- Problem 1 -
Using the SB 132 article, decide whether each statement agrees with it: (a) A housing request can be denied solely because of the prisoner's anatomy. (b) If the CDCR denies a request over management or security concerns, it must give a statement explaining why. (c) Senator Wiener wrote SB 132 this year. Answer yes or no for each, and quote the words from the article that settle it.
- Problem 2 -
List every identity that, according to the SB 132 article, the CDCR would privately ask each incoming prisoner about.
- Problem 3 -
Reproduce the part of the SB 132 article starting at "Senator Wiener wrote" and ending at "their current gender.".

- Passage to read -
--- --- ---

Governor Gavin Newsom signed into law Saturday a bill to require the state to house transgender inmates in prisons based on their gender identity.
Senate Bill 132, authored by Senator Scott Wiener (D-San Francisco) would specifically have the California Department of Corrections and Rehabilitation (CDCR) ask every incoming prisoner in private if they identify themselves as transgender, nonbinary, or intersex and what gender pronouns they would prefer. The prisoner would then be searched according to the search policy of their gender identity and would allow them to request to be housed in either a men’s facility or women’s facility based on how they identify themselves. Requests cannot be denied solely because of anatomy or sexual orientation.
SB 132 will also prohibit prison staff from calling prisoners by an unwanted gender pronoun.
The bill would also prohibit any punishment for prisoners who refuse to answer the question and also prohibit prison staff from not using the correct gender pronoun for prisoners who have identified themselves as a specific gender. The CDCR could also deny the prison request over “management or security concerns,” but would have to give a statement as to why it was being denied and also have the inmate have a chance to appeal the decision.
Senator Wiener wrote SB 132 last year as a way to change the current process for incarcerating transgender prisoners. The CDCR currently incarcerates prisoners based on their gender at birth and doesn’t always separate prisoners who transitioned genders, potentially endangering those individuals who transitioned yet were not sent to a prison that reflected their current gender.
“It’s just a false narrative about transgender people and about transgender women in particular that they’re somehow not really women and are just trying to scam their way into women’s bathrooms or facilities in order to do bad things,” explained Senator Wiener earlier this month. “Overwhelmingly the people who are being victimized are trans people.”

--- --- ---

Region pointing entries:
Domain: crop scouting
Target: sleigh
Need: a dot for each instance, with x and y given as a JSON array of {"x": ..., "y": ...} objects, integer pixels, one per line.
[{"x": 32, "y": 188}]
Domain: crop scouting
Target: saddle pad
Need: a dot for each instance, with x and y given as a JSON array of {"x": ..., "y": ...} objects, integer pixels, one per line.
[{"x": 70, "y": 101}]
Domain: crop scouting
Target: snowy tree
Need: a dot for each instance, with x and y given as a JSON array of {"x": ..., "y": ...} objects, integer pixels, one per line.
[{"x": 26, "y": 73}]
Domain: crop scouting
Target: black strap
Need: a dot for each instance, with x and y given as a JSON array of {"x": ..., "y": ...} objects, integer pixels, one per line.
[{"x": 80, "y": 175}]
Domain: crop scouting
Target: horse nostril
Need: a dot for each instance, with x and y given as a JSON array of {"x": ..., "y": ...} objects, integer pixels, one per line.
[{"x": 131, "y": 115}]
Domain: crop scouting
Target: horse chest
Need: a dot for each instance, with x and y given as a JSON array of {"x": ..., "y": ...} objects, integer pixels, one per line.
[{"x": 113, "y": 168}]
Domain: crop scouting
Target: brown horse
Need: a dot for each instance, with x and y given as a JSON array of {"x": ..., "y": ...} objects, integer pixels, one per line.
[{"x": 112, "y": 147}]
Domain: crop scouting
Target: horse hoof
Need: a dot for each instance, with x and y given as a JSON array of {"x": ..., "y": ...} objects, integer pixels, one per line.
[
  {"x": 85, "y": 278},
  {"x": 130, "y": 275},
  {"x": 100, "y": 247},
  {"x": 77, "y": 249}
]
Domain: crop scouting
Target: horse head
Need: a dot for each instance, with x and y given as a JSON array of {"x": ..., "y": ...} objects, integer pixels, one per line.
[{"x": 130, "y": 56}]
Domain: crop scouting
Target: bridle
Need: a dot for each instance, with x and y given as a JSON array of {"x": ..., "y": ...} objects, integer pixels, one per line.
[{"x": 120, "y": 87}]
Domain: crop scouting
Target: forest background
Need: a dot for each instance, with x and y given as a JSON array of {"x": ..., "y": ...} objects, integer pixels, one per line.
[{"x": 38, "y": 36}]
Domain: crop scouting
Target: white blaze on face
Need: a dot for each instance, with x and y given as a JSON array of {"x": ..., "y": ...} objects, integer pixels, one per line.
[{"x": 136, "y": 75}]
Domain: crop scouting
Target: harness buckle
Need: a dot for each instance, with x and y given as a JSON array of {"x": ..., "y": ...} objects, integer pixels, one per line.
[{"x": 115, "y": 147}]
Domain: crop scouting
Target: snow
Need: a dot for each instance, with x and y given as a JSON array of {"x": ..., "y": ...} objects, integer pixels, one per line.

--- --- ---

- Worked solution 1 -
(a) No: "Requests cannot be denied solely because of anatomy or sexual orientation."
(b) Yes: "but would have to give a statement as to why it was being denied"
(c) No: "Senator Wiener wrote SB 132 last year"

- Worked solution 2 -
transgender, nonbinary, intersex

- Worked solution 3 -
Senator Wiener wrote SB 132 last year as a way to change the current process for incarcerating transgender prisoners. The CDCR currently incarcerates prisoners based on their gender at birth and doesn’t always separate prisoners who transitioned genders, potentially endangering those individuals who transitioned yet were not sent to a prison that reflected their current gender.